Dataset excerpts:
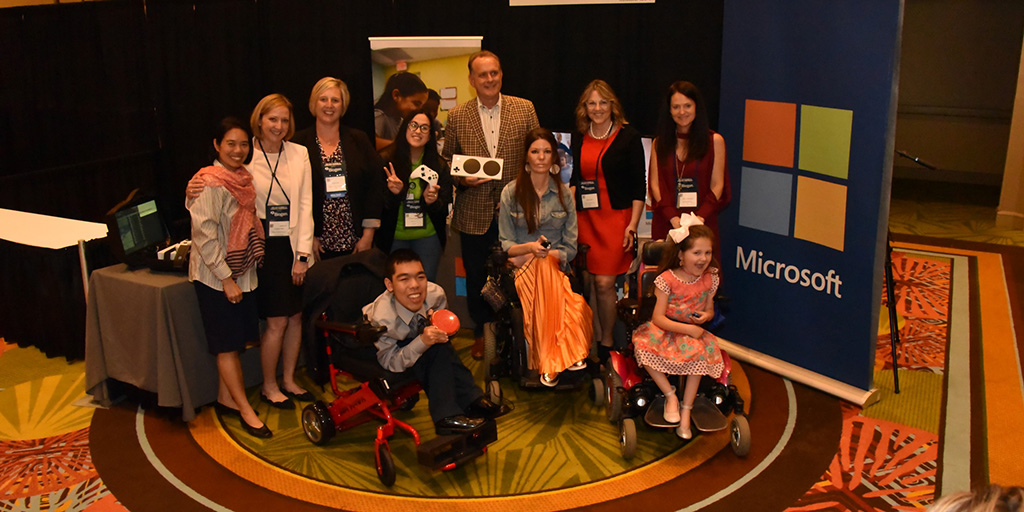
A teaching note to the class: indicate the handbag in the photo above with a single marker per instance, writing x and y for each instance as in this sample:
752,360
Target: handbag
493,294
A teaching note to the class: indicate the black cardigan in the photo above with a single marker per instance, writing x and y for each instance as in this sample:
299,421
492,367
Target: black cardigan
366,180
437,211
624,169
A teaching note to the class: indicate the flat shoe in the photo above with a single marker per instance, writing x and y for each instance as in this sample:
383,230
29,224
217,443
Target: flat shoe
285,404
578,366
684,434
303,396
223,410
671,418
261,432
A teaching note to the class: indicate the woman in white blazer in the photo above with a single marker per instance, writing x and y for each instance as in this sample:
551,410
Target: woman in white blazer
284,202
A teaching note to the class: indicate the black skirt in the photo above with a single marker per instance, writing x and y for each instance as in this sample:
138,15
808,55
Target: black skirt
278,296
228,327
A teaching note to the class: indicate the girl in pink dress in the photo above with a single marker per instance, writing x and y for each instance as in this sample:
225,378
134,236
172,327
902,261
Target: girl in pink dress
673,342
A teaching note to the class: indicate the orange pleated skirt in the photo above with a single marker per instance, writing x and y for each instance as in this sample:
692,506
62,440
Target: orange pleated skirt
557,323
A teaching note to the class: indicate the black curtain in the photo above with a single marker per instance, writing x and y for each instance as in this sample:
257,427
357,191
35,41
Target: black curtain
138,85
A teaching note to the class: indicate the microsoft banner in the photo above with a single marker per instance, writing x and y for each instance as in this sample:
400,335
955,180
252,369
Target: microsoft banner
807,111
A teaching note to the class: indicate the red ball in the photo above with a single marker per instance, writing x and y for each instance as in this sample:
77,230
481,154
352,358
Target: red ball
445,321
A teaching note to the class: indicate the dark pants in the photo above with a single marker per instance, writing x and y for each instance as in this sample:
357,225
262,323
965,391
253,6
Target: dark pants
475,251
446,381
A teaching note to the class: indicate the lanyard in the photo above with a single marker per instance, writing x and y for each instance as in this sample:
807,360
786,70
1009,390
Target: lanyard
273,172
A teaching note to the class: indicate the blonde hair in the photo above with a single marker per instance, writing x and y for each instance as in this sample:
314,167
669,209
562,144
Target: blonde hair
991,499
269,102
322,86
603,90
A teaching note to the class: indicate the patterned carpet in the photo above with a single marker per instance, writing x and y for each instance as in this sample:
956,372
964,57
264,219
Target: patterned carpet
899,454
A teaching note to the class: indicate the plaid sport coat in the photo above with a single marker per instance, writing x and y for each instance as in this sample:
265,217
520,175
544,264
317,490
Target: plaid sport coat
474,206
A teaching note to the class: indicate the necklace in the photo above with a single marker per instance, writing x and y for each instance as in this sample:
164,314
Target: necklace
686,278
606,133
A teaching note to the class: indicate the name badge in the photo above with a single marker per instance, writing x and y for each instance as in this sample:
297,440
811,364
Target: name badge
686,193
589,197
276,219
413,208
335,176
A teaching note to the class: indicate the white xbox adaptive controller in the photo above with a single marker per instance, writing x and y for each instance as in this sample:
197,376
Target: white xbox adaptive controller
425,173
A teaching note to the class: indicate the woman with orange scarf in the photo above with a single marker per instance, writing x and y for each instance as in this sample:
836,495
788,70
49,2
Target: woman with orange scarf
537,224
227,246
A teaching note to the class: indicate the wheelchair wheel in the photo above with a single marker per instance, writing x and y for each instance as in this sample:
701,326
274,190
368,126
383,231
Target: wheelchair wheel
628,437
612,398
495,391
519,343
385,465
489,345
740,435
316,423
597,391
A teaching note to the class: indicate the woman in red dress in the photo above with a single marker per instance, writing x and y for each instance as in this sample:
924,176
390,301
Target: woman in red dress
687,165
608,178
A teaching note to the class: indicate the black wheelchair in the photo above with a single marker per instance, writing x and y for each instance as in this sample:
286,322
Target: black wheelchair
630,392
506,352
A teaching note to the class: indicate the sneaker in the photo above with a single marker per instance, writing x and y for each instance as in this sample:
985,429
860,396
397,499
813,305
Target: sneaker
549,380
477,351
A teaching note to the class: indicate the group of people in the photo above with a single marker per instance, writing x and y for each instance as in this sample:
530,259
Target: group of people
274,202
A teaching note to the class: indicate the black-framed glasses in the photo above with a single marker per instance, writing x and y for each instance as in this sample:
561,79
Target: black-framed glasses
414,126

What you are asked to do:
Reproduce, without alteration and without pictures, only those lines that lie between the first line of the entries above and the line containing "A teaching note to the class: indicate the black cardigan", both of them included.

Exercise solution:
A teaching note to the class: indicate the handbag in the photo above with a single marker per instance, writing x and y for each instance as in this sample:
752,360
Target: handbag
493,294
A teaching note to the class: indicate the black cardigan in the photo above with a single marker per instance, writing x and y for each instance as in this sample:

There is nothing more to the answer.